DOCUMENT EXCERPT:
--- begin ---

Album Review: J. Cole – “2014 Forest Hills Drive”

By: Daniel Gerichter (@ZenDonut) –

 

 

 

J. Cole - 2014 Forest Hills Drive

J. Cole – 2014 Forest Hills Drive

Jermaine Lamarr Cole has come home. At least that’s the theme on his ambitious new album 2014 Forest Hills Drive. Cole is a rare talent in today’s hip hop scene, having made accessible, personal, street-conscious albums since his 2011 debut The Sideline Story. And all this while signed to Jay-Z’s Roc Nation label.

Cole has dispersed his verses in tracks by heavy hitters like Drake, Kanye West and Kendrick Lamar. In fact, Cole was one of Drake’s slew of surprise guests at Toronto’s OVO fest this past August. Traditionally, an artist that’s as nestled in the upper echelonof hip hop’s recordings as Cole is would have some (or all) of those artists do him a solid and show up on his record. Not so with 2014 Forest Hills Drive.

Cole treats his new album as a personal, from-the-soul affair. The album’s title comes from the North Carolina home he grew up in – a framework for his childhood and adulthood to duke it out. On the album’s first track, “Jaunary 28th”, Cole bounces between boasts of his industry stature and rhetorical questions about the world he lives in. He asks “What’s the price for a black man’s life? / I checked the toe tag – not one zero in sight/ I turned the TV on, not one hero in sight/unless he dribble or fiddle with mics”. Verses like this speak to the duality of J. Cole’s existence as well as his day-to-day life does. We’ve seen him partying with Drake, but we’ve also seen him on the streets demonstrating against police brutality – an action his comrades have been noticeably absent from.

--- end ---

(Entries from an annotation dataset)
--- begin ---

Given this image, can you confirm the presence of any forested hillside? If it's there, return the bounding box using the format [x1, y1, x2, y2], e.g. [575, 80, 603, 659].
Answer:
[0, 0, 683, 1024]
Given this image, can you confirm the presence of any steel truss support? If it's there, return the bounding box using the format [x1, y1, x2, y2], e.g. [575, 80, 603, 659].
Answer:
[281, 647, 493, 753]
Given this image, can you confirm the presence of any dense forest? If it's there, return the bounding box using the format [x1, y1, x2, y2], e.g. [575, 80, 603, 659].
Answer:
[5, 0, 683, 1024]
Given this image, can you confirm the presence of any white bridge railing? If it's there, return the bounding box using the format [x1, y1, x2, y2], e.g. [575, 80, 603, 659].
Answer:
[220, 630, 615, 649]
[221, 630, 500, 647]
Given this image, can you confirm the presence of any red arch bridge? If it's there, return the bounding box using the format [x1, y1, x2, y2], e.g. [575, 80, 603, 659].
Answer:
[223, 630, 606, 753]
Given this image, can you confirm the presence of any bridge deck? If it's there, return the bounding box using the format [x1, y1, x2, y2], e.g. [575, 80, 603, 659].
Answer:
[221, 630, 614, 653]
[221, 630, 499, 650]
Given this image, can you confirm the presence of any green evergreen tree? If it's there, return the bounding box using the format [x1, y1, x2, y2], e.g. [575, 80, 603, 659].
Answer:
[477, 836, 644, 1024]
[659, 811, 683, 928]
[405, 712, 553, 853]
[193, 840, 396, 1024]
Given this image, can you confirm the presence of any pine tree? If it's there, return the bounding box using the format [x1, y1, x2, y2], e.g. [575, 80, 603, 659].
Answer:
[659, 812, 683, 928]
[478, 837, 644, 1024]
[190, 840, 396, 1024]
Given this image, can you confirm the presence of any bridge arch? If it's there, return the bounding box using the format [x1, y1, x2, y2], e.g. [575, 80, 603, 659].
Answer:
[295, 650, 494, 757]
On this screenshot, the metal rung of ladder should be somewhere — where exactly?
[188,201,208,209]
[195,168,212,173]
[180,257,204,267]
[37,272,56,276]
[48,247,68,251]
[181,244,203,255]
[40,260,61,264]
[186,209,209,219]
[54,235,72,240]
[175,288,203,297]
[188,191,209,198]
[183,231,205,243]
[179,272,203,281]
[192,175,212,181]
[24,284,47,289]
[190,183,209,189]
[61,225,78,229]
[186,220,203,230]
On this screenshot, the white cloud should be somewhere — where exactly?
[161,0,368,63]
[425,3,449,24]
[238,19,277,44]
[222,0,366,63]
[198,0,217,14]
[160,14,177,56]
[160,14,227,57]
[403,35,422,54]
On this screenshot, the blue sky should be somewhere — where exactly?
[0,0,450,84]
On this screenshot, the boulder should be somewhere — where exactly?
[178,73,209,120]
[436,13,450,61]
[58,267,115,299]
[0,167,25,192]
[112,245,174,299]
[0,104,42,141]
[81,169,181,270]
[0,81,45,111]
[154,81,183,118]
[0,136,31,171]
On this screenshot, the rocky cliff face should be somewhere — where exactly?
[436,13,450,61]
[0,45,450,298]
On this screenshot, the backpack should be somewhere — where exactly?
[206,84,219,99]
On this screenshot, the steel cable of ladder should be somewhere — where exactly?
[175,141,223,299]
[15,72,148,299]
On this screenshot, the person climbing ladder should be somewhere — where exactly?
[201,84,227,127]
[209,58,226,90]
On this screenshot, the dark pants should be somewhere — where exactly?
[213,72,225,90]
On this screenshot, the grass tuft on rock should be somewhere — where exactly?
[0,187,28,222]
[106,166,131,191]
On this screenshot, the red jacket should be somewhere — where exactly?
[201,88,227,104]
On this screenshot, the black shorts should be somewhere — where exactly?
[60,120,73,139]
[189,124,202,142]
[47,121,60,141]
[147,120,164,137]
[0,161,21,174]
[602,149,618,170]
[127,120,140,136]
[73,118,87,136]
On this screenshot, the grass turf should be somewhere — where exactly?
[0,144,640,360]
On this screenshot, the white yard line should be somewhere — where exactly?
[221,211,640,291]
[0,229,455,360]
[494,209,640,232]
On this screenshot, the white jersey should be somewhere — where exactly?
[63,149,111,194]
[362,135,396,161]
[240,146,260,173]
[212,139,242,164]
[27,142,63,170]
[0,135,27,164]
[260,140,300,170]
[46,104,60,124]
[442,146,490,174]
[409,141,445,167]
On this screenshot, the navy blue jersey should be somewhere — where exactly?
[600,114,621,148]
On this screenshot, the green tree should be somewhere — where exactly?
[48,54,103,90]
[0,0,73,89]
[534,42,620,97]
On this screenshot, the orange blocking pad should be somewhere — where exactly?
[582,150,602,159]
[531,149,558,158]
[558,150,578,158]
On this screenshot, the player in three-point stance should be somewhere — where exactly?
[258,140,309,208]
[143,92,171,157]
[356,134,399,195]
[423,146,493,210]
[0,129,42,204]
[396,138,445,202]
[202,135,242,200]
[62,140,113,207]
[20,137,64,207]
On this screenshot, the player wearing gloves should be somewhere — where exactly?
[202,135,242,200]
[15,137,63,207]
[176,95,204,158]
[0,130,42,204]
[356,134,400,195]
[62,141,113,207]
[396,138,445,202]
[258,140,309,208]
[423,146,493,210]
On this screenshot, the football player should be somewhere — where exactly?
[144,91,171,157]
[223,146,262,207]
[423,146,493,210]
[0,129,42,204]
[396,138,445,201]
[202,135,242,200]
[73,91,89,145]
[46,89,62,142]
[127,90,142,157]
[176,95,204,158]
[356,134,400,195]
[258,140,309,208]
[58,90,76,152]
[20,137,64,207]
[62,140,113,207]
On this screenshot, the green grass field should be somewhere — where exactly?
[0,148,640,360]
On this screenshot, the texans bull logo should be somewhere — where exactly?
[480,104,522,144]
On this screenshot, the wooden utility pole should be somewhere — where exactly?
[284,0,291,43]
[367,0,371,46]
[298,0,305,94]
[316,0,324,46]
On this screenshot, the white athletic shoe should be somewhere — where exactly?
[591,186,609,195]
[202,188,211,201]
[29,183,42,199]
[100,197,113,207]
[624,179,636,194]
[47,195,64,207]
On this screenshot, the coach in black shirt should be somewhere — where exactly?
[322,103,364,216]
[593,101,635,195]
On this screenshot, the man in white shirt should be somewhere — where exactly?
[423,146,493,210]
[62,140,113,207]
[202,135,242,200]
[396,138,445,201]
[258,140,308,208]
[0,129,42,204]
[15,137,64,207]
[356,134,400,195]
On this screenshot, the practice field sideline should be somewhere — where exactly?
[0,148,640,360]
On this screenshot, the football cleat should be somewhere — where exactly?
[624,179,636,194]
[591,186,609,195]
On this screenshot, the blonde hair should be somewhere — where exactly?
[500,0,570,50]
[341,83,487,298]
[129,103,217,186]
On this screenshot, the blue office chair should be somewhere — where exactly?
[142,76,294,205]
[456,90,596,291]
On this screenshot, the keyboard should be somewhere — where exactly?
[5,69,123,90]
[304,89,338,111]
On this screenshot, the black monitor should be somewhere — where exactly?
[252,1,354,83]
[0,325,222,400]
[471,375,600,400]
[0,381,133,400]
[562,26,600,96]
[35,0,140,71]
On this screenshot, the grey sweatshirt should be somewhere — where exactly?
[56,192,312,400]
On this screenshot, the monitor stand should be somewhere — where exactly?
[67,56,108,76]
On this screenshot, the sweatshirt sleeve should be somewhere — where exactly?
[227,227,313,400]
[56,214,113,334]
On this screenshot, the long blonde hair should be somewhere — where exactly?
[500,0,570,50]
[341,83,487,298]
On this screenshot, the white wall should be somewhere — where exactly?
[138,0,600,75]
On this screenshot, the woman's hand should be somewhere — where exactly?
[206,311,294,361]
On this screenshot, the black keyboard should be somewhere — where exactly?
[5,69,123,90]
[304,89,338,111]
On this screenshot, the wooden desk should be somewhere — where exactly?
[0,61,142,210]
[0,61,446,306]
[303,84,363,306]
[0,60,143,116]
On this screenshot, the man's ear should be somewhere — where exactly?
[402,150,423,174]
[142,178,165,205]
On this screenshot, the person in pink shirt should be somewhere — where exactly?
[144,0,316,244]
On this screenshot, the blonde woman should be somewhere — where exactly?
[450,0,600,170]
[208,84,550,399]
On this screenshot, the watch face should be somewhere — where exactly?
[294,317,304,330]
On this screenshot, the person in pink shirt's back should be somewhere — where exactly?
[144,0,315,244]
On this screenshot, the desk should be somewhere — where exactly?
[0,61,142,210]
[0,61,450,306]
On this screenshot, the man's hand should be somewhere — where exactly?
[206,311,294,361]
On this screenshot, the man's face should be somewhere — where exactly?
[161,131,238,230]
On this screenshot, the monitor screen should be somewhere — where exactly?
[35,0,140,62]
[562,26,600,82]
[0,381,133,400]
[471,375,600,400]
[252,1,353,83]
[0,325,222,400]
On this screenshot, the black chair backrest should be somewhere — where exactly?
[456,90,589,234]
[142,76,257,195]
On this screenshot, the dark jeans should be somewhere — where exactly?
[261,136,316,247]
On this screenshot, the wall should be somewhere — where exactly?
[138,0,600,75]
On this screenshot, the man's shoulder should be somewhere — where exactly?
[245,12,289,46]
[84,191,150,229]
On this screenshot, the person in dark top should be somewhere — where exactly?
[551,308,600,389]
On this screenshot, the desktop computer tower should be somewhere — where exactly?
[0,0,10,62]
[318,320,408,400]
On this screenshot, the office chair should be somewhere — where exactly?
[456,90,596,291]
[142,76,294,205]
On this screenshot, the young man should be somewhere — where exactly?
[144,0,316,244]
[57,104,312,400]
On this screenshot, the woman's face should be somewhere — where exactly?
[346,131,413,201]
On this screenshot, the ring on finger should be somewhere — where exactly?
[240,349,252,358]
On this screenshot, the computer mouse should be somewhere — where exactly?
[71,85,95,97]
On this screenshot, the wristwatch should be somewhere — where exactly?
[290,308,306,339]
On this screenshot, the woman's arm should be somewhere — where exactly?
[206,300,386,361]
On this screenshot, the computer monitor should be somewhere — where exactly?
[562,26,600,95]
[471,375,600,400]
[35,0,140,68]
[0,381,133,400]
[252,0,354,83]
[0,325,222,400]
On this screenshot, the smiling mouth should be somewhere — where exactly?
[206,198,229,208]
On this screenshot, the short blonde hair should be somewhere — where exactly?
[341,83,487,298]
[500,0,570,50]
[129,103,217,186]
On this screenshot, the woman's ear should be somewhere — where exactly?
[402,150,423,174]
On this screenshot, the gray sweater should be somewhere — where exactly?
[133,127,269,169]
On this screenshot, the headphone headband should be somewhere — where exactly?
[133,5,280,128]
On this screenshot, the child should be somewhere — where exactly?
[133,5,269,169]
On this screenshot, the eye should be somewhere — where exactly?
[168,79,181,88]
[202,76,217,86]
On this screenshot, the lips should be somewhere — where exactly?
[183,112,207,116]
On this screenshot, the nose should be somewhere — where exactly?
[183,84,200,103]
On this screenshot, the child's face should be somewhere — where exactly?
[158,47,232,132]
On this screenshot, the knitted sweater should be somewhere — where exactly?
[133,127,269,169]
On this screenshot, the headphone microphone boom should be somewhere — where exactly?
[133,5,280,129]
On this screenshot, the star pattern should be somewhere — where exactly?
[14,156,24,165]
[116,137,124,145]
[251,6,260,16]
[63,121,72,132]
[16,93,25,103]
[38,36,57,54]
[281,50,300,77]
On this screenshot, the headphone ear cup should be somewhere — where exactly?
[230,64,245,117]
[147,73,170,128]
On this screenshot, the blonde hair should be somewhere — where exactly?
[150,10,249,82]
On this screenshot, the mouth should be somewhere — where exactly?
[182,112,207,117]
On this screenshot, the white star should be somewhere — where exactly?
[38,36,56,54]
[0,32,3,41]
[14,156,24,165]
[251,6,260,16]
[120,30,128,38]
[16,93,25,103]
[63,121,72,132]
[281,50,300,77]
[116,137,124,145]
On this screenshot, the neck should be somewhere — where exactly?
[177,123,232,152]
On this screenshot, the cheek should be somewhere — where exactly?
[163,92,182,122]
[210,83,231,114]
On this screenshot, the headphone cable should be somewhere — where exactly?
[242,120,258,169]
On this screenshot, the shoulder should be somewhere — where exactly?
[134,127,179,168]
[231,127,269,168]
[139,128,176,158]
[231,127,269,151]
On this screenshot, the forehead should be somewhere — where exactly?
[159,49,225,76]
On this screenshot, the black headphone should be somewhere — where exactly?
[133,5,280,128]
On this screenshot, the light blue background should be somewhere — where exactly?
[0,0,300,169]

--- end ---

DIRECTIONS FOR THIS TASK: Extract a passage from the album review word for word, beginning at the words "J. Cole – 2014" and stopping after "Roc Nation label.". None of the rows are needed.

CORRECT RESPONSE:
J. Cole – 2014 Forest Hills Drive

Jermaine Lamarr Cole has come home. At least that’s the theme on his ambitious new album 2014 Forest Hills Drive. Cole is a rare talent in today’s hip hop scene, having made accessible, personal, street-conscious albums since his 2011 debut The Sideline Story. And all this while signed to Jay-Z’s Roc Nation label.